== TASK DESCRIPTION ==
Report every line of the records below that contains the string "vegetation", copying each one in full. Please treat uppercase and lowercase letters as different.

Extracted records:
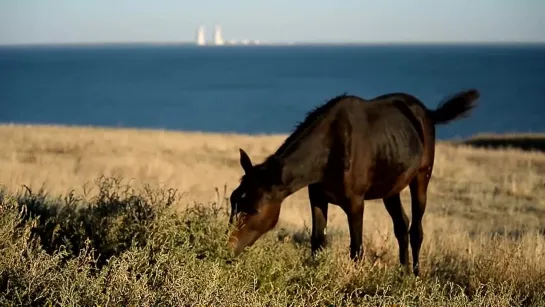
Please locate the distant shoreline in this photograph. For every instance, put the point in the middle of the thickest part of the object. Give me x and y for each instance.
(279, 44)
(528, 141)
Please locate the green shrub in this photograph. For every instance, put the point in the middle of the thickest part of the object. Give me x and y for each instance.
(129, 248)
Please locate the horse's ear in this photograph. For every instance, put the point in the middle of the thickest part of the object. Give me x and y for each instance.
(274, 167)
(245, 161)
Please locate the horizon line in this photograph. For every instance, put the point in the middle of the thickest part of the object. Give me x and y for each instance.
(265, 44)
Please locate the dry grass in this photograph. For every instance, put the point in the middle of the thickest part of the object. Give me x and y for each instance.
(484, 221)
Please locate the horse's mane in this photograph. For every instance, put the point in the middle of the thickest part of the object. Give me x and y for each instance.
(305, 126)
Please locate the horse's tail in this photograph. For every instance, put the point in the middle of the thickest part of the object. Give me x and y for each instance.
(455, 107)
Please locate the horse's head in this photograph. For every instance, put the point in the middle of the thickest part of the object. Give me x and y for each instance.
(255, 203)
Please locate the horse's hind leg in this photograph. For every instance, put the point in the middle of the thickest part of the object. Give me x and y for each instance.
(401, 227)
(418, 187)
(318, 208)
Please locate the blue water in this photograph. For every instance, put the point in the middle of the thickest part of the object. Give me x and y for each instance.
(262, 89)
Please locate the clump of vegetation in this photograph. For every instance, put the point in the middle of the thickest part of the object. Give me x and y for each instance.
(125, 247)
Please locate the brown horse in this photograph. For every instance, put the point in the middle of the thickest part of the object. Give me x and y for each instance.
(347, 151)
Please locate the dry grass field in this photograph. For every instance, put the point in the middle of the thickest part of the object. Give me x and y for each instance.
(484, 228)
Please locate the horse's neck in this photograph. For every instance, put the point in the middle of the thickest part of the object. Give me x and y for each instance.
(304, 164)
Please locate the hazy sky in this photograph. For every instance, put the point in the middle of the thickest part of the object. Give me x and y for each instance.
(61, 21)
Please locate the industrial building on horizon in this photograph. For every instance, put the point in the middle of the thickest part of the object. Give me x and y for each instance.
(218, 38)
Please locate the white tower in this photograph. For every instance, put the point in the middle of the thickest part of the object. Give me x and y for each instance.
(200, 36)
(218, 40)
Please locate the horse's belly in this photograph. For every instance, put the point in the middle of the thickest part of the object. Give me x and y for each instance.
(384, 185)
(395, 165)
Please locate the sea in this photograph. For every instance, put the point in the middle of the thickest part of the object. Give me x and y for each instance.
(263, 89)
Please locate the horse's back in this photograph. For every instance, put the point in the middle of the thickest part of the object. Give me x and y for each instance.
(388, 144)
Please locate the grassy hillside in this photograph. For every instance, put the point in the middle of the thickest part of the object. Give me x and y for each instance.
(484, 241)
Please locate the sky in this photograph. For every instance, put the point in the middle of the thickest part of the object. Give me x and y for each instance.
(336, 21)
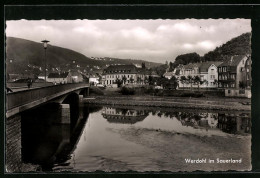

== FULL RESPONSE ==
Please locate the clump of vegetation in this photograph. For every instance, put the point in the middle of the thickest part of the object. Give me x and y for each instance.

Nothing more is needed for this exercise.